In modern commercial spreadsheet systems, the semantics of indirect effects at first appear to be inconsistent.  Take, for example, two mechanisms for rearranging rows.  For example, consider the table given in Figure~\ref{fig:rearrange:initial}, which shows a list of players (column A), scores (column B), and a cumulative total score (column C).
%
A user might manually drag row 3 to a position between rows 1 and 2, effecting a swap of rows 2 and 3.
Microsoft Excel, Apple's Numbers, and Google's Sheets~\footnote{These and other behaviors described were evaluated on Excel for Mac version 15.20, Numbers version 3.6.1, and Google Sheets as of April 2016} all have identical behavior, each resulting in the table shown in Figure~\ref{fig:rearrange:manual}.
Note that the formulas for C2 and C3 have changed to ensure that each cell retains its original value under the transposed coordinate system.  In other words, the user's \texttt{MOVE} action treats formula references as being explicit references.
%
Conversely, a user might sort the rows of the table in descending order on Column B.  The resulting table in all three systems is identical, and shown in Figure~\ref{fig:rearrange:sort}.  Here, the formulas in column C are changed only in appearance; each continues to reference the cells immediately to the left and above.  However the values of each cell have changed as a result.  In other words, the user's \texttt{SORT} action treats formula references as being relative references.

Data section:
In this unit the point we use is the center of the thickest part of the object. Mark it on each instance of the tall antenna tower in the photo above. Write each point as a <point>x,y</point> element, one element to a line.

Task list:
[A] In the text on spreadsheet semantics, how does the user's MOVE action treat formula references?
[B] Continue the text on spreadsheet semantics from the point where it stops.

List of answers:
[A] It treats them as explicit references.

[B]
At a high level, both actions are structural, as they only transform the coordinate system by rearranging the coordinate mapping; The effects on cells (the $C$ part of a state) are only incidental consequences of the new coordinate scheme.  For each dependent cell that changes coordinates, the action must also something else to be correct.
The distinction between the two example actions is quite significant, because it underlies a fundamental tradeoff in minimizing the ``surprising'' incidental effects~\cite{saltzer2009principles} of a change in coordinates: For \texttt{MOVE}, cell formulas are \textit{translated} into the new coordinate system to ensure that each cell's values stay the same, while for \texttt{SORT}, cell formulas are \textit{re-evaluated} in the new coordinate system, changing the values to ensure that the formulas stay the same.
We leave the details of this tradeoff to future work, but observe that virtually all structural actions we explored (drag cell, rearrange rows, filter, etc\ldots) favor minimizing changes in values.

\subsection{Regions to Relations}
Many operations in \sysname operate over sets or collections of cells.
For example, aggregates in formulas, the `paste' operation, and type conversions all target or reference entire regions of cells.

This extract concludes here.